WHAT THIS TASK INVOLVES: Write out all the entries word for word and omit any pictures.
## BEGIN
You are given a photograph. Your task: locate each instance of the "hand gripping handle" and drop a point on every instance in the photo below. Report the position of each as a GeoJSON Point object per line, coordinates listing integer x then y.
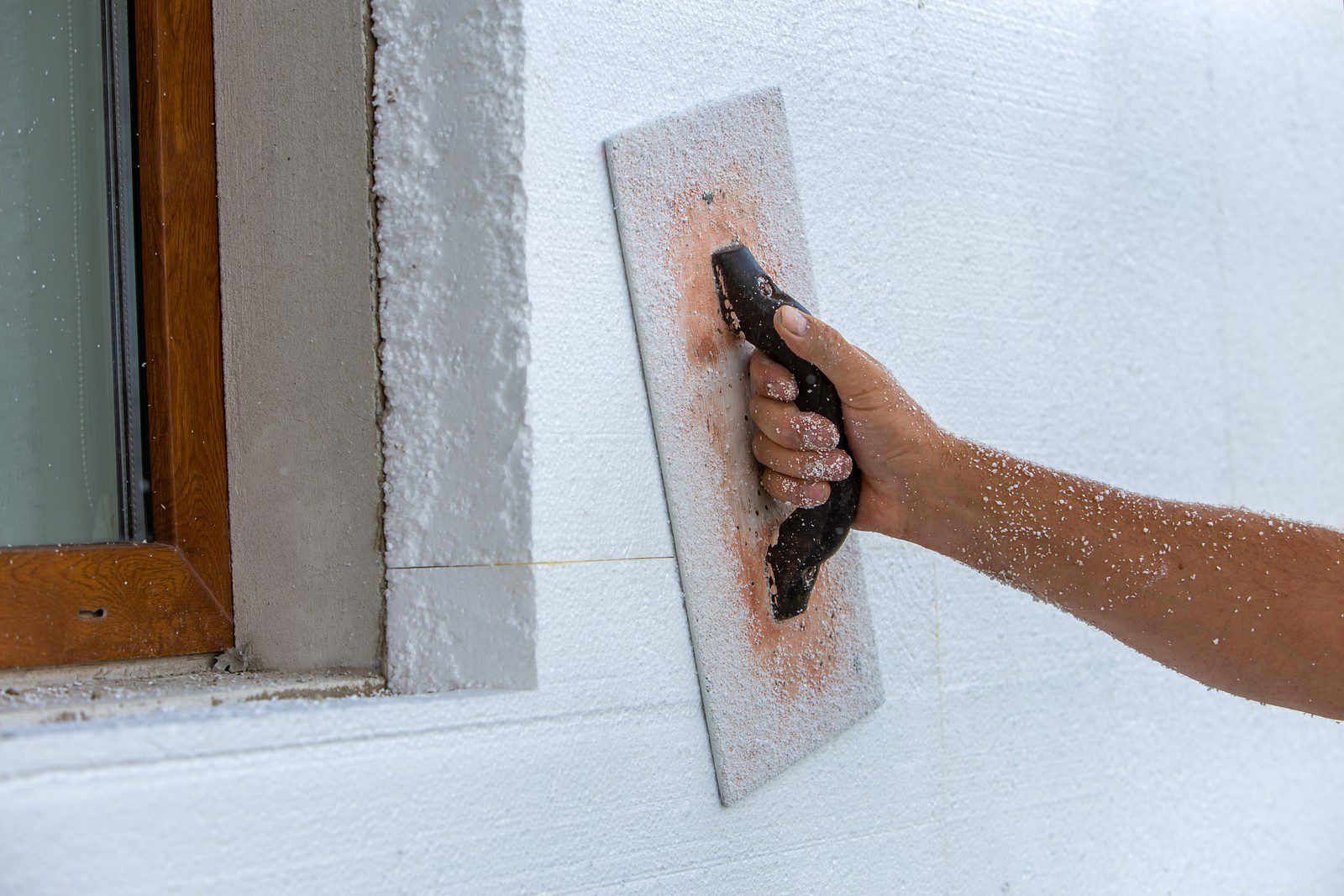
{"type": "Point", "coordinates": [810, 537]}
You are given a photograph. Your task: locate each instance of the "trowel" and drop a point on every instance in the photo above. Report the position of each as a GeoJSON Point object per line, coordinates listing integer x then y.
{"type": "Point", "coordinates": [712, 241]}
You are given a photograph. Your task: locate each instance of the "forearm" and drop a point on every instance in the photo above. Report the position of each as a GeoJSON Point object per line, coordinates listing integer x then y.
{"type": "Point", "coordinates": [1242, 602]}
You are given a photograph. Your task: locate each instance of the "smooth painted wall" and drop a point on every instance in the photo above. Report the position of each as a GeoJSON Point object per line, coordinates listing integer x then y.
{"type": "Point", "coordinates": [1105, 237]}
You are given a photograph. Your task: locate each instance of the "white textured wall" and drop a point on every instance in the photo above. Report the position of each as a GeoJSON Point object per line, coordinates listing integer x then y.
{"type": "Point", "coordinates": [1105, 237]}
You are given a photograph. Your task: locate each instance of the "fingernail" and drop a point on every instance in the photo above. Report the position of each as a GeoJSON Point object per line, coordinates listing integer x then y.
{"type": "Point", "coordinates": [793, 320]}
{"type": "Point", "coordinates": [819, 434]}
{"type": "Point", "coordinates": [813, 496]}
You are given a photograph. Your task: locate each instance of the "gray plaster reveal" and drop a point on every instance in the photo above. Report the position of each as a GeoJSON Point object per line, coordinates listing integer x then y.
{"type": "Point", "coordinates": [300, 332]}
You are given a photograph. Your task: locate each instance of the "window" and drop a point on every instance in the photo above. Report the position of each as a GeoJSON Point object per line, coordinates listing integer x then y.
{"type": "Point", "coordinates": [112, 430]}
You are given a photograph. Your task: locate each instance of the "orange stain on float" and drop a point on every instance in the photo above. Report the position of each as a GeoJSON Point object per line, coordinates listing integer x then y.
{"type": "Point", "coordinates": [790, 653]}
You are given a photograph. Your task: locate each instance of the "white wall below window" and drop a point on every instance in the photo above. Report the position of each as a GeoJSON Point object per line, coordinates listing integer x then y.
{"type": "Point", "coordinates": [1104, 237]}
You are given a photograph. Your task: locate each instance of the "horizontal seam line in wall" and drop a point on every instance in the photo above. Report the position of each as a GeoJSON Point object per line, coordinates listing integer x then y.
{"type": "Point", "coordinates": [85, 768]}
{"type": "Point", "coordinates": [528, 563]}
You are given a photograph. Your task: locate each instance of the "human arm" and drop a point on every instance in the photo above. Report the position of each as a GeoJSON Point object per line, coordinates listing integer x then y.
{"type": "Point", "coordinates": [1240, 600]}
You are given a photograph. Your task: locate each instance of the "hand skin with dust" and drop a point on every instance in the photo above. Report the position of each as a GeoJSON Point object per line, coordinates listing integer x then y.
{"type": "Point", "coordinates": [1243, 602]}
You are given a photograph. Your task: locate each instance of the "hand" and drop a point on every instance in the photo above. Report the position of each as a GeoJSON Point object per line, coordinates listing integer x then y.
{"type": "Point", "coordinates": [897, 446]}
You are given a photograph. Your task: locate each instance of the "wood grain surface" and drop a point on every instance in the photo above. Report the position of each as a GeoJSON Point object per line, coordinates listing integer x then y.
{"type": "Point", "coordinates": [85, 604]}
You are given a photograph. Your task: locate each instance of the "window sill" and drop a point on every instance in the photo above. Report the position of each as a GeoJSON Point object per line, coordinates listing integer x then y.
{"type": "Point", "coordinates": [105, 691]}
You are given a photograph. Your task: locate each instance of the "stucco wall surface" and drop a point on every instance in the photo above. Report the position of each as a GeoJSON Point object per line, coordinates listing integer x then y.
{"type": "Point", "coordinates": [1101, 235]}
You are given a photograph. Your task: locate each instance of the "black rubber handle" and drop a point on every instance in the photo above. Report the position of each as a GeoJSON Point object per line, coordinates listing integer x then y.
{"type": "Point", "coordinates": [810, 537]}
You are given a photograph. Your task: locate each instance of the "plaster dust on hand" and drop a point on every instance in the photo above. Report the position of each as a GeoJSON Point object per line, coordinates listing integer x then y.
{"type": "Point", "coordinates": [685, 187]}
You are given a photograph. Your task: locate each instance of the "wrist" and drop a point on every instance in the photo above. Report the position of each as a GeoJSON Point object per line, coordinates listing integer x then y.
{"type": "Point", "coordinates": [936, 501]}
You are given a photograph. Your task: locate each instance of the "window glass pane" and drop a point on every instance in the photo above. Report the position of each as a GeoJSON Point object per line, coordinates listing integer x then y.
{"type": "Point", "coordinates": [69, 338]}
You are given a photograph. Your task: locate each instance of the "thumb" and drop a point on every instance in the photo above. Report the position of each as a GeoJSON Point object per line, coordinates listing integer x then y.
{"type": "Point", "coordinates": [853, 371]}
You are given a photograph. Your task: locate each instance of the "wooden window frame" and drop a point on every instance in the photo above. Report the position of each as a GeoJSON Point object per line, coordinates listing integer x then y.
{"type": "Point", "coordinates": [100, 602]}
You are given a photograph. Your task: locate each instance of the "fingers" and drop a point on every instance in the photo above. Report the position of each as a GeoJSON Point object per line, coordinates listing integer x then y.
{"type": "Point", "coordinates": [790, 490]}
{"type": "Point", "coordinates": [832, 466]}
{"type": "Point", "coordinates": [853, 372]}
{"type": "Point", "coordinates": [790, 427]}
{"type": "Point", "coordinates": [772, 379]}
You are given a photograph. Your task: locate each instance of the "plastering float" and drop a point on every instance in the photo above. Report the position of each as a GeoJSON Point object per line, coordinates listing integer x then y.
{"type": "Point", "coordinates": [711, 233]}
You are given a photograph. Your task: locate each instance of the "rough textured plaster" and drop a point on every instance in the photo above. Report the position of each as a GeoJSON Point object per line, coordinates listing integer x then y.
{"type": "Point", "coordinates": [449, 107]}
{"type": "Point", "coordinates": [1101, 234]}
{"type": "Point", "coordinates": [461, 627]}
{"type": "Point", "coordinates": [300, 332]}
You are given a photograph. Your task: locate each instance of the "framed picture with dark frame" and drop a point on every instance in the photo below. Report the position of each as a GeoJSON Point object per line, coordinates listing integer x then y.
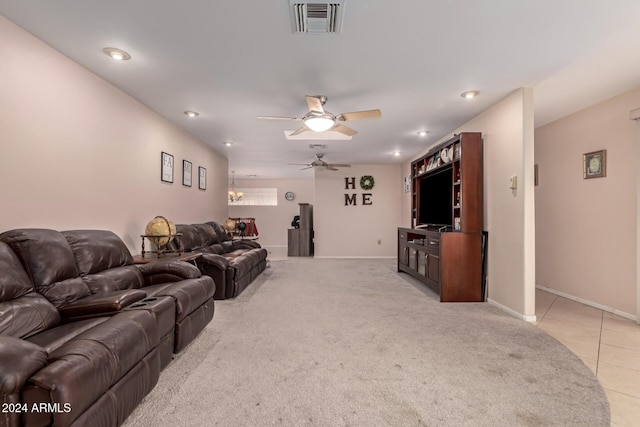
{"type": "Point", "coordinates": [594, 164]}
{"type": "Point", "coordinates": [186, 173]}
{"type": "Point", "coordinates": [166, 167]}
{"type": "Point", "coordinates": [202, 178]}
## END
WRITTEN ANSWER:
You are given a photograph. Your task: locate each instance of the "hand gripping handle" and drop a point on every instance in the photo below. Report the position of each as a GeoJSON Point object per line, coordinates listing integer x then y.
{"type": "Point", "coordinates": [810, 537]}
You are given a photograph. Your task: locate each instance of the "trowel" and drop a point on every instance in the photo above. Report the position of each as a GeoJSON Point object per line, coordinates listing integer x then y.
{"type": "Point", "coordinates": [712, 241]}
You are given a photograph. Your task: locate each instance of the "forearm" and drop a point on every instance in the photo above. Report the position of each as a GeoJSON Point object per line, coordinates listing integer x then y.
{"type": "Point", "coordinates": [1242, 602]}
You are given a photograph. Your task: locate each instance of the "smooth painted wall" and drop a point on every instance in the photo above. Report the position of each as a GeoJSON Point object per line, coordinates listing integer x then y.
{"type": "Point", "coordinates": [1105, 237]}
You are given a photograph. Your task: locate each instance of the "white textured wall" and drop a point on every instance in the photo above. Report the position of each as a GeoJSON Point object per line, coordinates listing integer x then y.
{"type": "Point", "coordinates": [1105, 237]}
You are given a photograph. Your task: locate each instance of the "fingernail" and drop a point on every instance in the photo above. Report the position of each as a GeoJSON Point object per line, coordinates listing integer x then y.
{"type": "Point", "coordinates": [793, 320]}
{"type": "Point", "coordinates": [819, 434]}
{"type": "Point", "coordinates": [813, 496]}
You are given a photograph. Your task: locate each instance of the "gray plaster reveal" and drop a point on every instance in the photo above. Report the position of each as a GeoJSON Point object per line, coordinates listing integer x then y.
{"type": "Point", "coordinates": [300, 332]}
You are given a photograph. Your task: locate each instance of the "window" and drop a point on every instance in the photo above. Report the position of each as a GeoJSON Point object per line, coordinates listing integer x then y.
{"type": "Point", "coordinates": [112, 430]}
You are given a photograph. Your task: locate each instance of the "orange stain on float" and drop a point on every instance in the photo above. Report the position of each as a GeoJSON Point object per line, coordinates listing integer x then y.
{"type": "Point", "coordinates": [790, 653]}
You are given a photograph. Your task: locate each instance of the "white wall below window" and drop a point on every instance in the photo above. Report the position of each as a GeoJSON Point object per line, coordinates listing integer x then y.
{"type": "Point", "coordinates": [1104, 237]}
You are given a photograph. Your task: locate each instance of the "horizontal seam line in wall" and drop a point on every instance in the photo above. Report the position of each as a GeoJSON Point object per line, coordinates listing integer x then y.
{"type": "Point", "coordinates": [85, 768]}
{"type": "Point", "coordinates": [528, 563]}
You are given a photograph. Your task: locate each instance of the "human arm" and drop a point on every instance in the photo above. Report the position of each as a GeoJSON Point object per line, coordinates listing integer x then y.
{"type": "Point", "coordinates": [1240, 600]}
You are given a photograph. Your task: locate each instance of the "hand skin with dust" and drop a point on every instance in the photo above. Report the position of each as a GeoJSON Point object per line, coordinates listing integer x then y.
{"type": "Point", "coordinates": [1243, 602]}
You are given a photograph. Your task: locate each instance of the "hand" and drop a point on every instance in the photo above. Report the position of each as a GeoJSON Point object per line, coordinates listing integer x then y.
{"type": "Point", "coordinates": [897, 446]}
You are given a photograph. Your task: locate each instance of the "wood grain surface" and drop a point on every instance in the photo above. Report the position of each as a GeoJSON Point object per line, coordinates listing integer x then y.
{"type": "Point", "coordinates": [85, 604]}
You are given a photograph. Your task: locate each instance of the "window sill" and drop a point on every instance in the photo above. Report the position of each as a GeoJSON Point object per line, coordinates listing integer x then y.
{"type": "Point", "coordinates": [105, 691]}
You are given a photograph. Your task: locate each instance of the "stucco wall surface" and drop a point on every instance in the photo above. Report the position of each as a GeoJSON Point object per line, coordinates listing integer x then y.
{"type": "Point", "coordinates": [1101, 235]}
You are given a photograph. Your task: locate each instance of the "black rubber handle" and drop a point on every instance in the photo above. Report the position of each as a GeoJSON Point object per line, coordinates listing integer x then y.
{"type": "Point", "coordinates": [810, 537]}
You are given a photograph. Your task: locate each instance of the "plaster dust on hand" and drop a point on every instance in the photo above. Report the position of each as a GeoJSON Point object per line, coordinates listing integer x then y.
{"type": "Point", "coordinates": [685, 187]}
You are given a photograph. Your task: locate each instance of the "wrist" and drop a point on every instance in the photo above. Report the position of each as a GeoJSON Point object per line, coordinates listing integer x then y.
{"type": "Point", "coordinates": [936, 501]}
You are given a photograph. Your task: locate each instance of the "window glass pane" and drop a point on every instance in the photo above. Report the position of each as a GeoJSON Point object per line, coordinates listing integer x then y.
{"type": "Point", "coordinates": [69, 338]}
You are given a photograph. Your task: locate each instance of the "thumb" and drop a point on every instance in the photo above. Report the position of each as a GeoJSON Point object per line, coordinates listing integer x then y.
{"type": "Point", "coordinates": [853, 371]}
You are given a photograph. Your task: locate each instance of the "wooden window frame" and drop a point on every instance in the photo above. Report the position of each as a GeoJSON Point object per line, coordinates listing integer x then y.
{"type": "Point", "coordinates": [100, 602]}
You are given a photograph. Your task: locate each instance of the "fingers" and drop a point on every instance in the photo above. Report the position of each as a GeoJSON Point object per line, coordinates listing integer x then y.
{"type": "Point", "coordinates": [790, 490]}
{"type": "Point", "coordinates": [832, 466]}
{"type": "Point", "coordinates": [853, 372]}
{"type": "Point", "coordinates": [790, 427]}
{"type": "Point", "coordinates": [772, 379]}
You are given a photograph. Your task: locate each instance of the "plastering float" and drop a point on every instance in the photo above. Report the position of each as a GeoJSON Point object per line, coordinates listing integer x then y.
{"type": "Point", "coordinates": [711, 233]}
You are given a photograph. Your task: locate each instance of the "rough textured plaster" and drop a point on every instance in the photo above. Report the position of each as a GeoJSON Point object per line, coordinates listing integer x then y.
{"type": "Point", "coordinates": [449, 107]}
{"type": "Point", "coordinates": [1101, 234]}
{"type": "Point", "coordinates": [461, 627]}
{"type": "Point", "coordinates": [300, 332]}
You are given a photograph. Your task: locate each instance of the "framed picture with dark frame" and drop a point on every instance in the photo below. Report the position of each as a GeoJSON Point object per line, coordinates listing integer x then y.
{"type": "Point", "coordinates": [594, 164]}
{"type": "Point", "coordinates": [186, 173]}
{"type": "Point", "coordinates": [166, 167]}
{"type": "Point", "coordinates": [202, 178]}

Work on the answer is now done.